## Aim of the task
Return, from the data below, each line that contains the word "background".

(Stored items)
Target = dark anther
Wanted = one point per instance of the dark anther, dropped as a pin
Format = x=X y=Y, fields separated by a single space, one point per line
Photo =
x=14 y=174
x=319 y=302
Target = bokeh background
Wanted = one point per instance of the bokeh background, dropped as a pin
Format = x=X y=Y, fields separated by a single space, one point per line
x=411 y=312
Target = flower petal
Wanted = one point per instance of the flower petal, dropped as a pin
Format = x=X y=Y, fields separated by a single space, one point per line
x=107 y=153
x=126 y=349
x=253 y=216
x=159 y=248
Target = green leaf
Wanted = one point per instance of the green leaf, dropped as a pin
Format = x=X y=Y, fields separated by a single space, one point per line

## Answer space
Target = bokeh background
Wanted = one point per instance of the bokeh background, dropped as a pin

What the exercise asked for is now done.